(Stated problem): Return exactly the lines that run from the one containing "Locate the green" to the end of the entries, with both ends included.

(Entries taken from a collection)
-.-.-

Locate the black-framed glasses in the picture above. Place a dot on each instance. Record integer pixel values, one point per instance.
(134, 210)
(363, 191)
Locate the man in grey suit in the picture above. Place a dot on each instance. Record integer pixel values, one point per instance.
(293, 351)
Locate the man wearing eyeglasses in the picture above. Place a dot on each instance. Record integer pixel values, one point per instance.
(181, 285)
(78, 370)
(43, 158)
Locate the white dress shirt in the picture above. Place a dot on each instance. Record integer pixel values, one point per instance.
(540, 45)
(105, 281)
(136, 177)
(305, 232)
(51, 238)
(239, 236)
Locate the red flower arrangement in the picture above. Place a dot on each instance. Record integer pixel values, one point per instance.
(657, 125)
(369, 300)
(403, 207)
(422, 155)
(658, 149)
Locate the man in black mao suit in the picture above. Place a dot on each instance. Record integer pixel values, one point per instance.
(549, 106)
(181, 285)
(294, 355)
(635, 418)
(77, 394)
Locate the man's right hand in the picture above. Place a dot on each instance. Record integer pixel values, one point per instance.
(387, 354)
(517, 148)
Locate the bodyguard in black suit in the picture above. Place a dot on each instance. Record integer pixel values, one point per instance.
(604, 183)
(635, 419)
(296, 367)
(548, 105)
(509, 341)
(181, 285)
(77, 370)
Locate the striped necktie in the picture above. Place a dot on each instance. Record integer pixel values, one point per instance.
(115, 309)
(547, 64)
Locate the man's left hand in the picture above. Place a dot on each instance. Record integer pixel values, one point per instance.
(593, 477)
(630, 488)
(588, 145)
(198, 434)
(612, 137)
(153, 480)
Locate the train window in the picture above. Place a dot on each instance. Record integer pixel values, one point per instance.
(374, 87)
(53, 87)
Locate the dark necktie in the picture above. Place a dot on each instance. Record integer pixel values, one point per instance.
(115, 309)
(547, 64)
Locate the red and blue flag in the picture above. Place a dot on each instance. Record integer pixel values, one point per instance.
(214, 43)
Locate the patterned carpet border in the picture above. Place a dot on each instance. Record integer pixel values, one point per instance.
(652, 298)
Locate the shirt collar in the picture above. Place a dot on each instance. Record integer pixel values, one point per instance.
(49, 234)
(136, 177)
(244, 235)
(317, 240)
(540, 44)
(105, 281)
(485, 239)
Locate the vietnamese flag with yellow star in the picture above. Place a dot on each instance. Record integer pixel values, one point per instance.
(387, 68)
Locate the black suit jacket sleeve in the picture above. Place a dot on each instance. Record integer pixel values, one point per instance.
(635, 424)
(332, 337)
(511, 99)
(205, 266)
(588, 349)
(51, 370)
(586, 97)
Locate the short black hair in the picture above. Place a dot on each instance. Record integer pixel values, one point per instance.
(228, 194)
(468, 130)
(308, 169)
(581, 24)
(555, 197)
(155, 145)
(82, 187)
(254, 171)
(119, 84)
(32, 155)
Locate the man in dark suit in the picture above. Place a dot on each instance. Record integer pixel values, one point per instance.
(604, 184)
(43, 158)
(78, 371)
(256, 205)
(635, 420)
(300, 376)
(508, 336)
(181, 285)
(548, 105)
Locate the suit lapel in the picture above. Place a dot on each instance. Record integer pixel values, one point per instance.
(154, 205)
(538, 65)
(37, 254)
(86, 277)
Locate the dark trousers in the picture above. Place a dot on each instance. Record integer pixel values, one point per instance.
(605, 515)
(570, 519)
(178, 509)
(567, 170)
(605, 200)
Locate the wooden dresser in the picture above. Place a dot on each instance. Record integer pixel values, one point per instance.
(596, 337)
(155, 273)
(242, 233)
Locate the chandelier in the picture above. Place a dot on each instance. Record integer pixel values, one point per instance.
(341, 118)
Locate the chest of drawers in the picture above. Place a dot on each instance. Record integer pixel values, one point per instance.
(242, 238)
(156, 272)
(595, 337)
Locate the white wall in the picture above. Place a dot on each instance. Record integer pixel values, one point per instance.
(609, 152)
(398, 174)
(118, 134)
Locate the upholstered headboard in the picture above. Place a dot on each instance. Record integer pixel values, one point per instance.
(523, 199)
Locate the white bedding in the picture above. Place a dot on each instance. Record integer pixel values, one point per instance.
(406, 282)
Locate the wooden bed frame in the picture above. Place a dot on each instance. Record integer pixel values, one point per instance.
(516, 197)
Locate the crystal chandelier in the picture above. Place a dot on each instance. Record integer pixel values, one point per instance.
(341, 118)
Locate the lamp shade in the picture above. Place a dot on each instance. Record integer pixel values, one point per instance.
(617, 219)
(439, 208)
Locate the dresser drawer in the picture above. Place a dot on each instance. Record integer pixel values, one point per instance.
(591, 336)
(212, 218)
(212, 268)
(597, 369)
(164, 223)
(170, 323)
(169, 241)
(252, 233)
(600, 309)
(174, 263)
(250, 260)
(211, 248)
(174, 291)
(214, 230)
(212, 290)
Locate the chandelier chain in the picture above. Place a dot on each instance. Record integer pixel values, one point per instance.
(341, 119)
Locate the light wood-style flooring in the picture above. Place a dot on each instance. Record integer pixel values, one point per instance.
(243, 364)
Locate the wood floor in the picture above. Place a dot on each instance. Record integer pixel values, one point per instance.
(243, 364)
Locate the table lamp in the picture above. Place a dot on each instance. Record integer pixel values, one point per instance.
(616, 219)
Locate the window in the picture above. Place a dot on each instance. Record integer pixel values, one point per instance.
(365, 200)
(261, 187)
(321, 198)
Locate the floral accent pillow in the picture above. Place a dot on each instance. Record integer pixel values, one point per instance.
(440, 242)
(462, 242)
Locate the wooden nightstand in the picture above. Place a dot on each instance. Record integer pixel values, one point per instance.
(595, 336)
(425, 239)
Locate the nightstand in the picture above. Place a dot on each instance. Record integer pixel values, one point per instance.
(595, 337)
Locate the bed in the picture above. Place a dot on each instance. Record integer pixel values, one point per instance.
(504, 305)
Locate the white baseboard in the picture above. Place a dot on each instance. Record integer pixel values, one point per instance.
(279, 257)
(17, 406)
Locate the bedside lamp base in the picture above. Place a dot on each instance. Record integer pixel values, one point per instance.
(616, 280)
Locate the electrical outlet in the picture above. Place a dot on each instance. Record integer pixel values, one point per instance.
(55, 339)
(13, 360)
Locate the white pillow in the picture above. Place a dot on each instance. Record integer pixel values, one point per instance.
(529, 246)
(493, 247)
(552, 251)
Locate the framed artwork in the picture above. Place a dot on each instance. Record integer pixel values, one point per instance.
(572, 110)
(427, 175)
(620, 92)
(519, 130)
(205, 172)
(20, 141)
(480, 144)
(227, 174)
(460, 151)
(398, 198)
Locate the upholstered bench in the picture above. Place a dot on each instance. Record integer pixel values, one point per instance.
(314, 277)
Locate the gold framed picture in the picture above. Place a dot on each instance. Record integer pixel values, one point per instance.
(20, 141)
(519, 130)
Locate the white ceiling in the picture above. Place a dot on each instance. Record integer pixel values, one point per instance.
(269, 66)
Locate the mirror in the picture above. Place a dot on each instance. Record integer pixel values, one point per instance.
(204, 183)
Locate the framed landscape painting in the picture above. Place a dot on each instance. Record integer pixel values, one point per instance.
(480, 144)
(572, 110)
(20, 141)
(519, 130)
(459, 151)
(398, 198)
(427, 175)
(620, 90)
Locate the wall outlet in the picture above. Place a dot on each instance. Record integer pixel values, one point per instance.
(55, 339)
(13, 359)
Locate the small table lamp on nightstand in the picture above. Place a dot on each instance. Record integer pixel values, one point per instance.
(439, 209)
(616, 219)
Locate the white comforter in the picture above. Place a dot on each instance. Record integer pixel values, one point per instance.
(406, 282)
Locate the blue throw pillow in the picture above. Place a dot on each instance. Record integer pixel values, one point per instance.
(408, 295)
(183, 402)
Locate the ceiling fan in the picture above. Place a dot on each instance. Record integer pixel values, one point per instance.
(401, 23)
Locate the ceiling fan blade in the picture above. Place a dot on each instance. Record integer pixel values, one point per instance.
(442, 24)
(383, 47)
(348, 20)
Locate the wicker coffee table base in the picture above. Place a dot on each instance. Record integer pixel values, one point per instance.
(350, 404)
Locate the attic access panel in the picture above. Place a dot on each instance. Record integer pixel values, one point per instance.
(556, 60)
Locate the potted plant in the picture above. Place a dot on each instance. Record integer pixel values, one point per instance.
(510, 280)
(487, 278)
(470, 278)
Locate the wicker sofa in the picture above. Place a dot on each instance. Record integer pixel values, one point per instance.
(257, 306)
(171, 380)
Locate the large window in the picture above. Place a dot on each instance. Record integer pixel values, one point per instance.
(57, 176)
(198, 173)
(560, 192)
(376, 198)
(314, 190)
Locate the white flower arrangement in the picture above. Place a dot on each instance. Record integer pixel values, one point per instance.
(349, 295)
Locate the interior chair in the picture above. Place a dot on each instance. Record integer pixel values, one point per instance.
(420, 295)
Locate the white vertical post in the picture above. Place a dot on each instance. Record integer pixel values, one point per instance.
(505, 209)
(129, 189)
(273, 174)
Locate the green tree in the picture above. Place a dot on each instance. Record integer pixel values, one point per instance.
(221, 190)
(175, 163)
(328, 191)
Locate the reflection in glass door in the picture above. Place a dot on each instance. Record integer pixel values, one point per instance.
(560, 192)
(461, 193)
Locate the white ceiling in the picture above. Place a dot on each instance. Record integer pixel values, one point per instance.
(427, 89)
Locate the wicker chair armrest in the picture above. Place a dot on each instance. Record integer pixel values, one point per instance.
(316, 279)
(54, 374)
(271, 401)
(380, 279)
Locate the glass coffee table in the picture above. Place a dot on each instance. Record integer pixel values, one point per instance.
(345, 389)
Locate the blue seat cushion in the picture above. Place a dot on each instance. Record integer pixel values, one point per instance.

-.-.-

(Exercise answer):
Locate the green tree in the picture above. Place a dot on each instance. Record integer pixel values, one point per instance.
(221, 190)
(175, 163)
(328, 191)
Locate the reflection in glass door in the picture above. Place a dot on each instance. Record integer pixel values, one point per instance.
(560, 192)
(461, 193)
Locate the white ceiling in the picture above. Place a dot on each instance. Record integer pixel values, one point per instance.
(427, 89)
Locate the wicker chair armrest in the picture above. Place a dot on each instance. Record integer pixel values, one point per instance.
(316, 279)
(54, 374)
(271, 401)
(380, 279)
Locate the glass coffee table in the picture above. Place a dot on each instance. Record integer pixel values, one point per instance.
(345, 389)
Locate the blue seat cushion in the picture above. Place a dot on each instance. Record integer pixel values, one point per instance.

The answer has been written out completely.